Realism never a particular concern for Godard tho and def not in Pierrot.

Daniel_Rf, Thursday, 1 July 2021 12:04 (two years ago) link

I haven't checked the subtitles on my CanalPlus Blu-Ray of Pierrot Le Fou (bought for £3 in the Shaftesbury Avenue Fopp a few years ago) - time for a rewatch. But I get the impression that Godard, rather like Jean-Marie Straub, regards English language subtitles as something of a capitulation to American cultural hegemony. In UK cinemas, the print of the relatively recent Film Socialisme came with 'Navajo subtitles' which were at best an approximation of the French language audio and often seemingly a counter-argument to what was being enunciated on screen. And iirc there are marked differences between the French language dialogue and the English language subtitles for Slow Motion too - because Charles Bukowski was involved with the 'translation'? I think that's the movie alluded to in Bukowski's Hollywood, which includes an enigmatic film director called 'Jean-Luc Modard'.

Text has always been v much a part of Godard's aesthetic and I guess subtitles fall within that as a filmic component that can be manipulated, deconstructed, critiqued etc.

Ward Fowler, Thursday, 1 July 2021 12:47 (two years ago) link

The one time I saw Godard in person, at the National Film Theatre in London, he was speaking in English to Colin MacCabe and clearly not that happy about it (his English didn't seem especially good, but that might well have been deliberate non-communication on JLG's part).

Ward Fowler, Thursday, 1 July 2021 12:53 (two years ago) link

I don't think Godard has much control over how his 60's work gets released? Pretty sure if he did these films would all only be available in 3D dubbed into vietnamese or something.

Daniel_Rf, Thursday, 1 July 2021 12:54 (two years ago) link

I always wondered whether, back in the old days when Henri Langlois was screening American films at the Cinémathèque Francais, those films were subtitled or dubbed or neither

Josefa, Thursday, 1 July 2021 13:11 (two years ago) link

I think the subtitles may just be running a bit behind teh film. & the bit where tehre are no subtitles at the start is down to taht. Should be in time with taht cos I think that's the drag so something like 30 seconds or something out. Which is a pain and makes it difficult to watch, Just tried it with another set of subtitles and will now probably find out taht was the same as the ones I started with.
Hope i can find a correct set. Not sure how one would go around synching them.

Stevolende, Thursday, 1 July 2021 20:55 (two years ago) link

well just found out how you sync things . Mus have been lucky with previous subititles and they staye din sync even if they came from elsewhere. Now just spent an age trying to sync things for La Grande Vadrouille after giving up on this only to find taht the set of subtitles seems to not be in sync with itself. Went out of sync by the next scene.

Directives:
1: Retype the part of the forum discussion about Godard and subtitles that begins with the words "Daniel_Rf, Thursday, 1 July 2021 12:54" and ends with "I started with.".
2: Rewrite only the part of the records from the line containing "Highlight fish fin in the image above." through the end of the records, requests included. Add 10 to every number in the bounding-box coordinates given as answers.
The text and the records have no connection to each other.

Input for this task:
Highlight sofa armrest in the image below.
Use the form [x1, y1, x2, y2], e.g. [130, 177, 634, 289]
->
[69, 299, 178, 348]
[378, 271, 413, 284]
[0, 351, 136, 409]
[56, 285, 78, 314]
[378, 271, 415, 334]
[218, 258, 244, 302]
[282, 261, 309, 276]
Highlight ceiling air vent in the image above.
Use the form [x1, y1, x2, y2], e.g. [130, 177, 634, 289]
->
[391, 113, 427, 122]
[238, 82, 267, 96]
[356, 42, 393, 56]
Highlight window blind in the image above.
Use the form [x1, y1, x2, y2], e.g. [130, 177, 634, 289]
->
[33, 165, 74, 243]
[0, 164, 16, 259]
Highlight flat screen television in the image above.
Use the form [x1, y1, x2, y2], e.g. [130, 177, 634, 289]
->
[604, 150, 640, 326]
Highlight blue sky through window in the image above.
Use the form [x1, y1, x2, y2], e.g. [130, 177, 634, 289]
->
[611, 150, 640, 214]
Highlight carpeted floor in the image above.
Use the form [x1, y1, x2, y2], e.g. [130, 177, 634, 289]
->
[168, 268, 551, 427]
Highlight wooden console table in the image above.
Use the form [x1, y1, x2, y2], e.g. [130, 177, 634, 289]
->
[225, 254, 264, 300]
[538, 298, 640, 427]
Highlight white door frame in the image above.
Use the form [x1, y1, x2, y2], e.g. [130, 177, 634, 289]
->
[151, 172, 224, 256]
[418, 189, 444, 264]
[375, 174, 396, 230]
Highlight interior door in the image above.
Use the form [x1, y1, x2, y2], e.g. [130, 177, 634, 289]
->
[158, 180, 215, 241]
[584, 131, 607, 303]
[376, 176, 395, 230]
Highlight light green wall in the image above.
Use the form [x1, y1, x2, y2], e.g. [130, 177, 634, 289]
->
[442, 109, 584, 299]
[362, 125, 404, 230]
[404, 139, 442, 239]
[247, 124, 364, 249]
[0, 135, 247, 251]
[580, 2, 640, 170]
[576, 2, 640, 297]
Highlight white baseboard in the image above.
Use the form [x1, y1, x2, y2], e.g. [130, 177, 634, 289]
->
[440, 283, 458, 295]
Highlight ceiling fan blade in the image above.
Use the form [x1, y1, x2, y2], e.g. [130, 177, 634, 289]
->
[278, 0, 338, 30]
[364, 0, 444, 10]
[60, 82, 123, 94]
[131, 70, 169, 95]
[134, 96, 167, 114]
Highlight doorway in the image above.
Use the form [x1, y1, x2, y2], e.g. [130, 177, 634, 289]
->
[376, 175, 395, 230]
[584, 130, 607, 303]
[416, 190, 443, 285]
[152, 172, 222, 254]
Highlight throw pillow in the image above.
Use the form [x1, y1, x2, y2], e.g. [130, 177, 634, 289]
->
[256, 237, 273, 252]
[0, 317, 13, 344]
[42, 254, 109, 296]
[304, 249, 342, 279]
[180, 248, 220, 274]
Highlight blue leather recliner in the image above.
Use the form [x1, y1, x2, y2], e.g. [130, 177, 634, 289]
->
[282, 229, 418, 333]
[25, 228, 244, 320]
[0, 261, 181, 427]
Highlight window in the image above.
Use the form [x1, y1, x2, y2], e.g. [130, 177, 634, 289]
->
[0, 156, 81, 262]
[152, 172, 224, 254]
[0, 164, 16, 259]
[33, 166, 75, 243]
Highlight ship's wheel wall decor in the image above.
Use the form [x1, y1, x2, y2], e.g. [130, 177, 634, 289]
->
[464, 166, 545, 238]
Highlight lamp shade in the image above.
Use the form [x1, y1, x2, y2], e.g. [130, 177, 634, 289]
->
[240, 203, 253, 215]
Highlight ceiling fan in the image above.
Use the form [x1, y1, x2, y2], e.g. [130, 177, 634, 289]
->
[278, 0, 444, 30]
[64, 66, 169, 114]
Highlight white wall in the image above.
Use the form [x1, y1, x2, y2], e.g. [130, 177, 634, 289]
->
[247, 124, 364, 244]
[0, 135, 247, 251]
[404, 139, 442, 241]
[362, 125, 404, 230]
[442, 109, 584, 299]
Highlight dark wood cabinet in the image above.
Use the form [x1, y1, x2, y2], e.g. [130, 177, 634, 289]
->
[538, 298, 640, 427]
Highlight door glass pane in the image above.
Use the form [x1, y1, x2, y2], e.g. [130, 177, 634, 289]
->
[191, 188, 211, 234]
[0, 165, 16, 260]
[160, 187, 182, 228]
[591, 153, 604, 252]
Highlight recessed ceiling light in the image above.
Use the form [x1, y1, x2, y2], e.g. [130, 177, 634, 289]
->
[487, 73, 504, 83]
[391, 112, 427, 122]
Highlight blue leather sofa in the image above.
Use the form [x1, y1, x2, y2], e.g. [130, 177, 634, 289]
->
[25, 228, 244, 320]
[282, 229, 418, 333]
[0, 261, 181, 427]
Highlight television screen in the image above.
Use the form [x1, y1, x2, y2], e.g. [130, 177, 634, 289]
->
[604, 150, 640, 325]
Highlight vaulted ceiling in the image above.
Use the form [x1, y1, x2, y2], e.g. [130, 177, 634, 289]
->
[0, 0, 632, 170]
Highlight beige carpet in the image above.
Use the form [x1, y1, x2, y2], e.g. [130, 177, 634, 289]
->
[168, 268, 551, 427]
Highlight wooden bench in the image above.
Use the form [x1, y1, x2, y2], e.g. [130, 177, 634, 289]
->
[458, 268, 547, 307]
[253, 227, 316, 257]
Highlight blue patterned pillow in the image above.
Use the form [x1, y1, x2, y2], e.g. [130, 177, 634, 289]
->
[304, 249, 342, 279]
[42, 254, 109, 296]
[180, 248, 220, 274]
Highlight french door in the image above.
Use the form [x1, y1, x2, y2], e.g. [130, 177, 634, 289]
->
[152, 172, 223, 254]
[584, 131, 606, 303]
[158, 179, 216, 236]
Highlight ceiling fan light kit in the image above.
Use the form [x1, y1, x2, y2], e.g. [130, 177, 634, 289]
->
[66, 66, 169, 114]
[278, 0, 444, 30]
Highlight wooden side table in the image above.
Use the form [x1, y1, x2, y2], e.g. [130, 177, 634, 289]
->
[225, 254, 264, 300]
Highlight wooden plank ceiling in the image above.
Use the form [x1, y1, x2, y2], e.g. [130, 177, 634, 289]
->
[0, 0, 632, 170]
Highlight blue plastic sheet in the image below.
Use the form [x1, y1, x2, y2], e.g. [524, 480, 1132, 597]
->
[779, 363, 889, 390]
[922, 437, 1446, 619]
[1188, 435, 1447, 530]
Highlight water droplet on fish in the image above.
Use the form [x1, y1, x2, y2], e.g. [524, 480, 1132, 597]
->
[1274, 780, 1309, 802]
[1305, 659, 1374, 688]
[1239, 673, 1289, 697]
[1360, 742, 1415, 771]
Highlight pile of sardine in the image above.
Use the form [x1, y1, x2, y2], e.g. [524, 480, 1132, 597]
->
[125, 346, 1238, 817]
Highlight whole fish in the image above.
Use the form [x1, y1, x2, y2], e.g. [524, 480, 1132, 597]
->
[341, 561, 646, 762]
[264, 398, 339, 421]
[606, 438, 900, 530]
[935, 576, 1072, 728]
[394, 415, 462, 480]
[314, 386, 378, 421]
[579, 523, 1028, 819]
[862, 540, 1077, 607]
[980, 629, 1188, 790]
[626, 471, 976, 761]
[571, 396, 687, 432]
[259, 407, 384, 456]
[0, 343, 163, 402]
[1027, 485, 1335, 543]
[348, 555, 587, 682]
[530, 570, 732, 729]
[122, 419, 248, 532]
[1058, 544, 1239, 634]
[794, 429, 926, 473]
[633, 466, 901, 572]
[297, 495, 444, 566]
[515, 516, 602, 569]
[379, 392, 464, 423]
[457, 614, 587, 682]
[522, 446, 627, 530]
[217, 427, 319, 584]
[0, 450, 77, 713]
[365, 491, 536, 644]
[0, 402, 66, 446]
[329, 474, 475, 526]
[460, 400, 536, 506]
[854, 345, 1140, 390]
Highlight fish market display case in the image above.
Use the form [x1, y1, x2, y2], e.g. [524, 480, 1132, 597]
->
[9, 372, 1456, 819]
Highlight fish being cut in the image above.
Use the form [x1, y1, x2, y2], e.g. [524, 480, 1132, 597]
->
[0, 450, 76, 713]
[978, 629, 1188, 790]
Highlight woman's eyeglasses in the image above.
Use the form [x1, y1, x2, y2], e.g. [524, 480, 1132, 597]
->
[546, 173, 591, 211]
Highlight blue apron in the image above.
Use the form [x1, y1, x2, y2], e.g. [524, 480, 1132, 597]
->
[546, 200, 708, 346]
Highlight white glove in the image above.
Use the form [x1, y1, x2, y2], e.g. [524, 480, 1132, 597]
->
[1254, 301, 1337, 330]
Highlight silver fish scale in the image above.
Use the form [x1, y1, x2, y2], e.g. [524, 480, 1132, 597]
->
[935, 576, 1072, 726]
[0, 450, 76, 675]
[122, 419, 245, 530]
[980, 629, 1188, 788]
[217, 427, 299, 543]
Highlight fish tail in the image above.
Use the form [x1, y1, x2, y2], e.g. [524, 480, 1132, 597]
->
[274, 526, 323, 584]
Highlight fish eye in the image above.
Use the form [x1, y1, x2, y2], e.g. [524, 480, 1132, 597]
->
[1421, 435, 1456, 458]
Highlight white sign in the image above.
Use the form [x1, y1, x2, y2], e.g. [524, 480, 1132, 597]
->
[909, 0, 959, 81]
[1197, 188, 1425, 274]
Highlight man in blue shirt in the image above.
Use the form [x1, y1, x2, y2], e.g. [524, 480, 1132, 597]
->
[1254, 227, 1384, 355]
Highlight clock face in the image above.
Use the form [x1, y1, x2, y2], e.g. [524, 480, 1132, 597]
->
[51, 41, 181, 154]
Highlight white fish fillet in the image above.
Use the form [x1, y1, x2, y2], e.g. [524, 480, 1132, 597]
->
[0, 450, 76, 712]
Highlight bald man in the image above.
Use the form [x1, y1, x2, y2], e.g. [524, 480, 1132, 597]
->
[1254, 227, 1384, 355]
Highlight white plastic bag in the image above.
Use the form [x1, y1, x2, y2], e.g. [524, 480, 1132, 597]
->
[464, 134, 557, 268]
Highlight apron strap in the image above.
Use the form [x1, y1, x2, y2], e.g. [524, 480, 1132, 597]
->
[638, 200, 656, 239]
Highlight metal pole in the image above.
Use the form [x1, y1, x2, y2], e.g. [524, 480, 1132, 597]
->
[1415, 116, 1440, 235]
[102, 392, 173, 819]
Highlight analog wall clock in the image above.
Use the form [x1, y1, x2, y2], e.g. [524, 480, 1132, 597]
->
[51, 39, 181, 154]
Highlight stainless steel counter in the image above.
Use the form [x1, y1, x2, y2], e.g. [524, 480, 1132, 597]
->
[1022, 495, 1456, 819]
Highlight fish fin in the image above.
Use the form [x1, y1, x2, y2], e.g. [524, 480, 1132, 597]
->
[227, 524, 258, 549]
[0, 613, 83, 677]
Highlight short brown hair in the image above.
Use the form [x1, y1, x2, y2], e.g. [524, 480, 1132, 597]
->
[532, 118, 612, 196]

Solutions by task:
1:
Daniel_Rf, Thursday, 1 July 2021 12:54 (two years ago) link

I always wondered whether, back in the old days when Henri Langlois was screening American films at the Cinémathèque Francais, those films were subtitled or dubbed or neither

Josefa, Thursday, 1 July 2021 13:11 (two years ago) link

I think the subtitles may just be running a bit behind teh film. & the bit where tehre are no subtitles at the start is down to taht. Should be in time with taht cos I think that's the drag so something like 30 seconds or something out. Which is a pain and makes it difficult to watch, Just tried it with another set of subtitles and will now probably find out taht was the same as the ones I started with.

2:
Highlight fish fin in the image above.
Use the form [x1, y1, x2, y2], e.g. [524, 480, 1132, 597]
->
[237, 534, 268, 559]
[10, 623, 93, 687]
Highlight short brown hair in the image above.
Use the form [x1, y1, x2, y2], e.g. [524, 480, 1132, 597]
->
[542, 128, 622, 206]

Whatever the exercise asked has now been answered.